◆ Extracted text
Preparation Time: 15 minutes
Cooking Time: 60 minutes
Ingredients** (serves 6)
1 tbs olive oil
6 small (about 600g) chicken drumsticks
6 (about 1.5kg) chicken thigh cutlets
1kg chat (small coliban) potatoes, halved
2 ripe tomatoes, finely chopped
95g (1/2 cup) kalamata olives
2 garlic cloves, peeled, thinly sliced
2 sprigs fresh rosemary, leaves picked
125ml (1/2 cup) dry white wine
Sea salt flakes
Freshly ground black pepper

Preheat oven to 200°C. Heat the oil in a 3L (12-cup capacity) flameproof, ovenproof baking dish over medium heat. Add the chicken drumsticks and cook, turning occasionally, for 5 minutes or until browned all over. Transfer to a plate and cover with foil to keep warm. Repeat with the chicken thigh cutlets.

Add the potato to the dish and cook, turning occasionally, for 5 minutes or until golden. Remove from heat. Add the chicken to the potato in the dish and top with tomato, olives and garlic. Sprinkle with rosemary. Pour over the wine. Season with salt and pepper.

Bake in oven for 45 minutes or until the chicken is cooked through and potato is tender. Serve immediately.

**I'm a bit of a chicken-racist in that I only eat the white breastmeat, but you can slice up some fillets instead of the thighs/cutlets and it works very nicely. Plus, use less normal potato and subsitute with a bit of sweet potato/carrot/zucchini, and chuck in some bacon and onion before the potato for a bit more flavour, and 1/2 cup chicken stock works instead of white wine if you live in Tassie and can't get grog at the supermarket. Oh, and if you use a much as this recipe suggests you'd be feeding 6 very fat people. I made less than 1/3 and we have leftovers for tommorow.

◆ Record list

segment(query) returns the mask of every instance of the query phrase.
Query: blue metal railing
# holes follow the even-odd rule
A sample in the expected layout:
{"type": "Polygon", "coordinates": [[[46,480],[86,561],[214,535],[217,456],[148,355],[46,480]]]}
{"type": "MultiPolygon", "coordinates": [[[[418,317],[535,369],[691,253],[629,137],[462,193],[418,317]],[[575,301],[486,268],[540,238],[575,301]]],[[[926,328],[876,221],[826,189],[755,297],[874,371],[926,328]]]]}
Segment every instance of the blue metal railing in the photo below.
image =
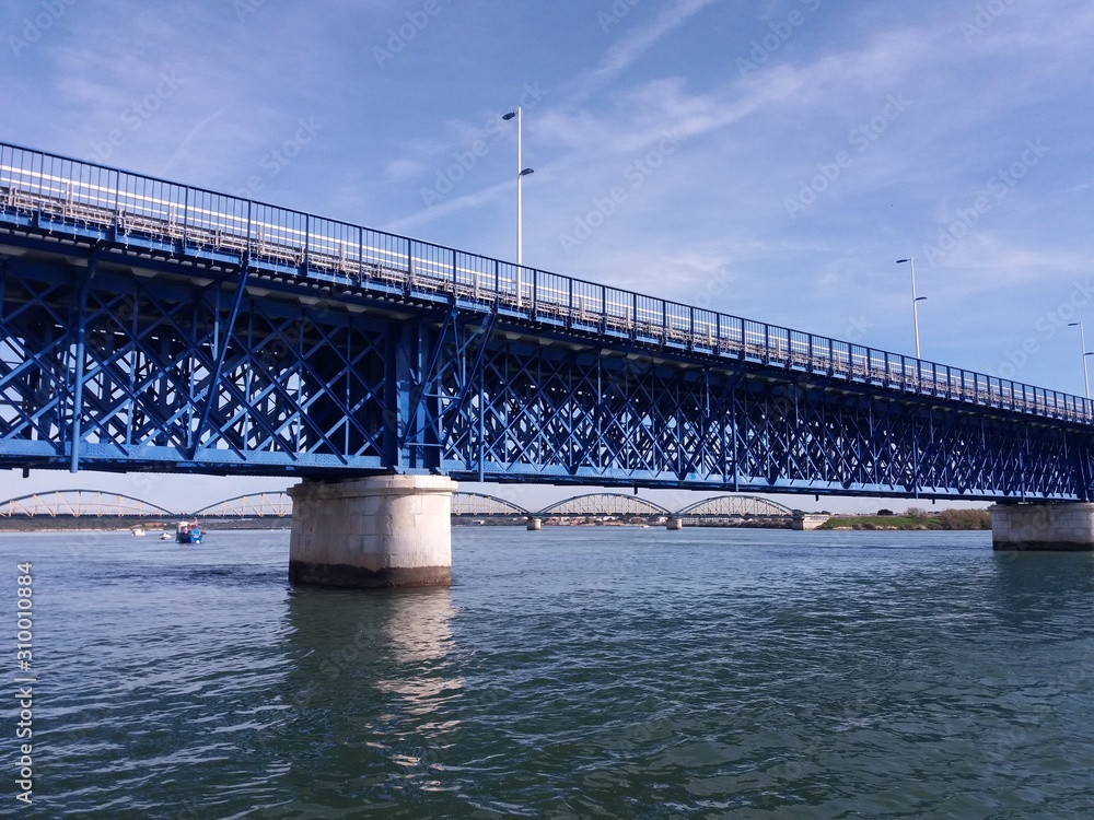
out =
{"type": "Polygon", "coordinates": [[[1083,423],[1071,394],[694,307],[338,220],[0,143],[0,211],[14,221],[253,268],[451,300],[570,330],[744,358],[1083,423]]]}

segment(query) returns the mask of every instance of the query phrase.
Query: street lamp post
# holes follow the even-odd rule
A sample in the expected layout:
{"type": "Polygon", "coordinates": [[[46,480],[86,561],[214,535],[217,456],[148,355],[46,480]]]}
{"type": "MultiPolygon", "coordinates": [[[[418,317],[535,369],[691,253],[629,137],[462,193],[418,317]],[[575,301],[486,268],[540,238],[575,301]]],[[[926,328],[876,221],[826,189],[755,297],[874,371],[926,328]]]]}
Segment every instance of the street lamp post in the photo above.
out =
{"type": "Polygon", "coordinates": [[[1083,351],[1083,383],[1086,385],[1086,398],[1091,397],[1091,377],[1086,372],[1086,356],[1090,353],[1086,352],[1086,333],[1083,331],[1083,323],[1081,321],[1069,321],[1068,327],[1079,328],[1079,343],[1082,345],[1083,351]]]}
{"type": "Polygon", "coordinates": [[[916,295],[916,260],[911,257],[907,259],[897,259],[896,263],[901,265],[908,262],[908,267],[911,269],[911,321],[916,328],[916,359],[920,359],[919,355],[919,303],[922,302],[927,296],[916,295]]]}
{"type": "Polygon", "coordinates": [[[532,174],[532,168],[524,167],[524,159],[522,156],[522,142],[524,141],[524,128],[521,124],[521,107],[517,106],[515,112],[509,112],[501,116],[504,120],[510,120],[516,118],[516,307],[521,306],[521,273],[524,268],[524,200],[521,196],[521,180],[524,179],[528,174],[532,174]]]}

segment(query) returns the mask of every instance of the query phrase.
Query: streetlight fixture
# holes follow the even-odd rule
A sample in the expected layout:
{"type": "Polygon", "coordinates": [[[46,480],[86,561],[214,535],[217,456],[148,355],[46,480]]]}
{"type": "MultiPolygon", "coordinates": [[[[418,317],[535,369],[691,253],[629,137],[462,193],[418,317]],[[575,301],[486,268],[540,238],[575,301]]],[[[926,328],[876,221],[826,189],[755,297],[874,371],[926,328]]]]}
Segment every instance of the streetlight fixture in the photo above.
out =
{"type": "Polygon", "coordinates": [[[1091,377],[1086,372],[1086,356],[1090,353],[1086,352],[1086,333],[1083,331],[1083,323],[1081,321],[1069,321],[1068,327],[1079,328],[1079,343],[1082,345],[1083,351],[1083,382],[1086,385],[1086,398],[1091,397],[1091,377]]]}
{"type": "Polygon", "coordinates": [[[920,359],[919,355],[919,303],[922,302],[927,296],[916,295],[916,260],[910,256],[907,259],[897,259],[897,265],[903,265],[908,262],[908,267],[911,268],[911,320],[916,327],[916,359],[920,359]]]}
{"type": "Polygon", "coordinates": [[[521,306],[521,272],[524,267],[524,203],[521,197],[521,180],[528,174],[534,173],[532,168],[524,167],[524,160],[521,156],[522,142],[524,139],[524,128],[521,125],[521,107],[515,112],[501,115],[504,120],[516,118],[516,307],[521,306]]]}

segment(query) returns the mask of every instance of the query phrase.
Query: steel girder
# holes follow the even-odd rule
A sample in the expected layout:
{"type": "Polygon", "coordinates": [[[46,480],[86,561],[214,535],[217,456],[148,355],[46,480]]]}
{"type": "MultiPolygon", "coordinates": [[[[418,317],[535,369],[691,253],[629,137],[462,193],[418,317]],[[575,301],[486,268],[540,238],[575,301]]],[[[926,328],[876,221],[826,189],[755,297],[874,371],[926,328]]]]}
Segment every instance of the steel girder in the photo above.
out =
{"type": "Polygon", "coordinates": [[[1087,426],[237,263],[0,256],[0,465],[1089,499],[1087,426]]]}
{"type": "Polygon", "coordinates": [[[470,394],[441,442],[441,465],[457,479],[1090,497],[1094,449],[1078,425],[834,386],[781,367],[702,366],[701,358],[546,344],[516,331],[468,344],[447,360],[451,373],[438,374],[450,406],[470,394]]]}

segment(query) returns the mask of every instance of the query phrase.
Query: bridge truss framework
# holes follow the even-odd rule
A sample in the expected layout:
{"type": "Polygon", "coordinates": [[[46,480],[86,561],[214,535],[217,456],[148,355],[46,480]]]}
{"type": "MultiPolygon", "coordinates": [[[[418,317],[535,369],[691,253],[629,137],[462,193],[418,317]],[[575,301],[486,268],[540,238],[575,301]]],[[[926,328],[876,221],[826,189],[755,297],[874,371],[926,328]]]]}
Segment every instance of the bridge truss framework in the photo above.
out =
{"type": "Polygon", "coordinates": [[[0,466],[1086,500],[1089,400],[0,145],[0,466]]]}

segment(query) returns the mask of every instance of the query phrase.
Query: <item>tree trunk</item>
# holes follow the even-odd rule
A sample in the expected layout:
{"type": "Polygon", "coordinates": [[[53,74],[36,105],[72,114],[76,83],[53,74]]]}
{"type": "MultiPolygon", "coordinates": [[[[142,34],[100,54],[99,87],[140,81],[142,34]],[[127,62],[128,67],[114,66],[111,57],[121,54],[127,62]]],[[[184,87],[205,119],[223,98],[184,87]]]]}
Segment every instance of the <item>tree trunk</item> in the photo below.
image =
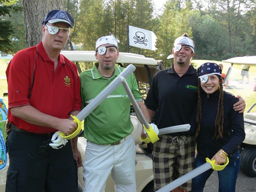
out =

◆ Stated problem
Reproduce the portion of the chicken and potato recipe starting with "Add the potato" and going on through "tender. Serve immediately.". The material has no connection to the recipe.

◆ Exercise solution
Add the potato to the dish and cook, turning occasionally, for 5 minutes or until golden. Remove from heat. Add the chicken to the potato in the dish and top with tomato, olives and garlic. Sprinkle with rosemary. Pour over the wine. Season with salt and pepper.

Bake in oven for 45 minutes or until the chicken is cooked through and potato is tender. Serve immediately.